Copy out the records again with every "region" replaced by "area" and nothing else changed. Leave out the pictures.

##############################

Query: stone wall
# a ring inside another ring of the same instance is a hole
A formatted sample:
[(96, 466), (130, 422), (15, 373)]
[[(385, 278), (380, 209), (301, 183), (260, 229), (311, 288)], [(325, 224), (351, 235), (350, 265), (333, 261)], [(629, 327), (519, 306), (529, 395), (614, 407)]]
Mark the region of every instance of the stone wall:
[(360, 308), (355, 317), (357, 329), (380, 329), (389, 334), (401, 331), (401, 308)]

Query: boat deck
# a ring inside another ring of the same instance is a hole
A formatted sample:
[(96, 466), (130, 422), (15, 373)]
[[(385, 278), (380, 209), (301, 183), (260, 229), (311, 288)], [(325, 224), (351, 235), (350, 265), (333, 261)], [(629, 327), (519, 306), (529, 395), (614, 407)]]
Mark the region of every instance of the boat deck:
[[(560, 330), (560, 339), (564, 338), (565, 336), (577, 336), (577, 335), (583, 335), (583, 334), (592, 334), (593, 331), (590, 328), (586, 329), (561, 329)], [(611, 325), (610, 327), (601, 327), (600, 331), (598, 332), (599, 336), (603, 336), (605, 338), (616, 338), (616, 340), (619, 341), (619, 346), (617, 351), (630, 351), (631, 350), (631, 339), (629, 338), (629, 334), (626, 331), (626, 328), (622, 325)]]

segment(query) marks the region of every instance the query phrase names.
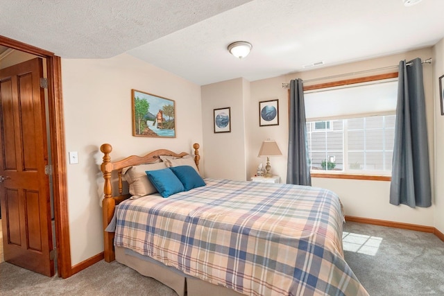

##############################

▶ [RESPONSE BELOW]:
Query: stone wall
# a ring inside another ring of the same instance is a hole
A formatted sample:
[(96, 466), (130, 422), (15, 373)]
[[(385, 278), (380, 209), (301, 183), (260, 229), (311, 288)], [(325, 224), (351, 235), (350, 265), (333, 261)], [(629, 327), (519, 306), (529, 395), (614, 407)]]
Mark the area of every instance of the stone wall:
[(360, 308), (355, 317), (357, 329), (380, 329), (389, 334), (401, 331), (401, 308)]

Query: boat deck
# a ring inside another ring of the same instance is a hole
A formatted sample:
[(96, 466), (130, 422), (15, 373)]
[[(385, 278), (380, 209), (301, 183), (260, 229), (311, 288)], [(325, 224), (351, 235), (350, 265), (333, 261)], [(629, 327), (519, 306), (529, 395), (614, 407)]]
Mark the area of every instance of the boat deck:
[[(560, 330), (560, 339), (564, 338), (565, 336), (577, 336), (577, 335), (583, 335), (583, 334), (592, 334), (593, 331), (590, 328), (586, 329), (561, 329)], [(611, 325), (610, 327), (601, 327), (600, 331), (598, 332), (599, 336), (603, 336), (605, 338), (616, 338), (616, 340), (619, 341), (619, 346), (617, 351), (630, 351), (631, 350), (631, 339), (629, 338), (629, 334), (626, 331), (626, 328), (622, 325)]]

segment(query) marks the area of every instance the query phrase names.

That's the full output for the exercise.